- _TEXTE SOURCE_
************

Les personnes âgées de plus de 65 ans ne représentent que 3,5% de la population. Par conséquent, une bonne partie du corps électoral convoqué le 07 octobre prochain pour élire le président de la République est de «la génération androïde» et écoute la musique urbaine alors que le président-candidat est plutôt dans le classique.
L’opération séduction de la jeunesse touche aussi l’action publique. A deux ans de la fin de son mandat, Paul Biya a mis sur pied deux initiatives en direction de cette couche de la population : un plan triennal spécial jeune et le programme de don des ordinateurs aux étudiants. Mis en œuvre depuis 2017, le premier vise à faciliter et accélérer l’insertion économique des jeunes et le second à doter chaque étudiant d’un ordinateur.
Le vrai Biya
«Chers compatriotes du Cameroun et de la Diaspora conscient des défis que nous devons ensemble relever pour un Cameroun encore plus uni, stable et prospère, j’accepte de répondre favorablement à vos appels pressants», indique Paul Biya dans le tweet annonçant sa candidature. Mais que va-t-il proposer exactement pour relever ces défis, après environ 36 ans de magistrature suprême ? Au RDPC, son parti politique, on demande d’attendre la profession de foi du candidat. Mais ici devrait s’arrêter le Biya «in».
A en croire, Michel Roger Emvana, auteur de «Paul Biya. Les secrets du pouvoir » publié en 2005 aux éditions Karthala, bien que l’ancien étudiant à Sciences Po à Paris «sait s’adapter au temps». De fait, «le président Biya ne varie pas de stratégies et de techniques de gouvernance ». Il devra donc rester un «président complexe que le peuple voit plus qu’il entend», un président qui «gouverne avec une cagoule » et qui «n’est pas celui qu’il parait être». En le reconduisant à la tête du Pays pour un septième mandat, les Camerounais ne devraient pas s’attendre à un changement majeur dans la vision de l’homme. Malgré les morts qui tombent chaque jour dans le Nord-ouest et le Sud-ouest, le pays devrait demeurer un Etat unitaire décentralisé d’inspiration jacobine. «Au RDPC, nous estimons que l’État unitaire et décentralisé n’est pas négociable. Nous avons connu le fédéralisme et y avons renoncé, ne revenons pas en arrière et ne permettons pas aux sécessionnistes, qui sont une infime minorité, de prendre en otage le peuple anglophone», soutient Jaques Fame Ndongo. Le membre du bureau politique et secrétaire à la communication du Rassemblement démocratique du peuple camerounais (RDPC) répond à la question de Jeune Afrique, édition du 15 au 21 juillet 2018. En effet, l’hebdomadaire panafricain souhaite savoir s’il faut «plus de régionalisme ou passer au fédéralisme?» «La forme de l’Etat est non négociable», n’a d’ailleurs eu de cesse de rappeler le président sortant lui-même.

************

- _ENREGISTREMENTS À TRAITER_
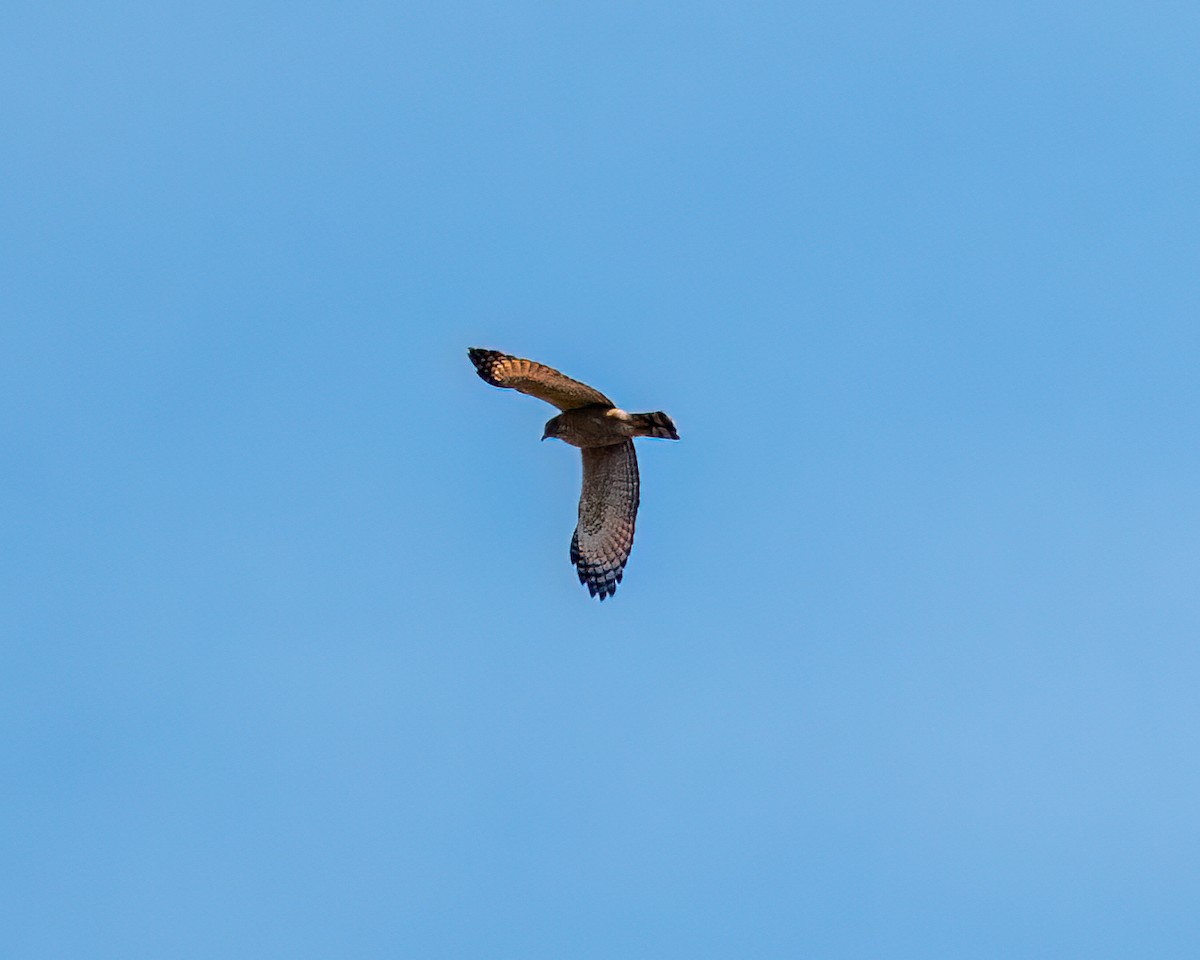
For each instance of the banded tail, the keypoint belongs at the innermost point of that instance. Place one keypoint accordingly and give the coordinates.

************

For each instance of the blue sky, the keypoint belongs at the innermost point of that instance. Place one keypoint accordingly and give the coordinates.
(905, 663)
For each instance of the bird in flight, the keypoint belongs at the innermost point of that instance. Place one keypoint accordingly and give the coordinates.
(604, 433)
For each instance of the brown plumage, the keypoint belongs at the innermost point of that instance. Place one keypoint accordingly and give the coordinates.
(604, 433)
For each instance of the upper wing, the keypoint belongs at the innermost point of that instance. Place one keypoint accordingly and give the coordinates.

************

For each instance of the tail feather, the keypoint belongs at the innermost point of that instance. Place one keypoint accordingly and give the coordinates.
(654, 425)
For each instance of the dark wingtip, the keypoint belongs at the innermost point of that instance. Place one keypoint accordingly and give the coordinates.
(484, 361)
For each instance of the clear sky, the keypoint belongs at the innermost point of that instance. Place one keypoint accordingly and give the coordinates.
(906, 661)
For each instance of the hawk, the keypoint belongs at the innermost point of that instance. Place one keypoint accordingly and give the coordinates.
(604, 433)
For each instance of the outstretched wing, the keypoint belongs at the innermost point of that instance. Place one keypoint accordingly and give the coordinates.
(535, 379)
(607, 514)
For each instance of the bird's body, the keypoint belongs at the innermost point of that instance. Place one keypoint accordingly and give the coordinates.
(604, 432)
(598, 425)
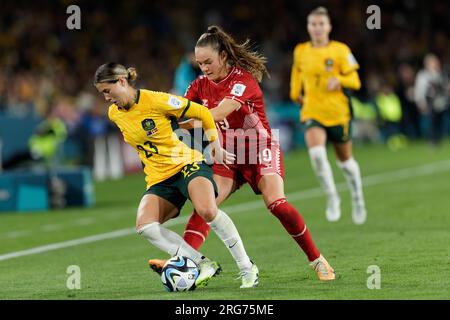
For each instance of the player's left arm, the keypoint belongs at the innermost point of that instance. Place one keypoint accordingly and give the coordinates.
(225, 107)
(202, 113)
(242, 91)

************

- _CONSIGNE A_
Restituez sans rien y changer les lignes des enregistrements, en commençant à celle qui contient « For each instance of the brown » et en finissant à celle qui contient « For each instance of the upper », ces deux lignes comprises.
- _CONSIGNE B_
Prolongez le texte sur la candidature de Paul Biya à la présidentielle camerounaise à partir de sa dernière phrase.

- _RÉPONSE A_
For each instance of the brown plumage, the keypoint belongs at the innermost point of that instance. Place one keypoint accordingly and give the coordinates.
(604, 433)
For each instance of the upper wing, the keypoint belongs at the innermost point of that instance. Place one keypoint accordingly and give the coordinates.

- _RÉPONSE B_
De sources sécuritaires, l’ancien séminariste s’apprêterait même à corser les hostilités dans la zone anglophone. Le personnel militaire en stage à l’étranger aurait été prié de regagner le pays et de se préparer au combat. Une chose parait cependant probable, c’est la mise en place des régions. Un indice de leur éminence est contenu dans la circulaire relative à la préparation du budget de l’Etat 2019. «En matière de gouvernance et de gestion stratégique, les efforts déjà engagés devront être renforcés. A ce titre, l’assainissement et la maîtrise des finances publiques en cours devront être poursuivis, à travers (…) la prise en compte des plans communaux et régionaux de développement », peut-on lire dans ce document signé le 20 juin 2018 par le président de la République.
Echec
«Je souhaite que l’on retienne de moi l’image de celui qui a apporté la démocratie et la prospérité au Cameroun », confie Paul Biya au journaliste Yves Mourousi de RMC en 1990. «Le Cameroun étant un pays démocratiquement référencié, les défis actuels du président, s’il est réélu, sont d’ordres économiques», évalue Michel Roger Emvana. «Il faut aboutir à une embellie économique et une amélioration du niveau de vie des Camerounais », estime l’ancien journaliste. La prospérité est en effet la chose la moins partagée en cette fin de mandat. Le nombre de pauvres a augmenté. Selon la dernière enquête de l’Institut national de la statistique auprès des ménages, de 6,2 millions en 2001, le nombre de camerounais qui vivent en deçà du seuil de pauvreté monétaire (fixé à 339.715 francs CFA par an, soit 931 francs CFA par jour) a bondi à 8,1 millions en 2014.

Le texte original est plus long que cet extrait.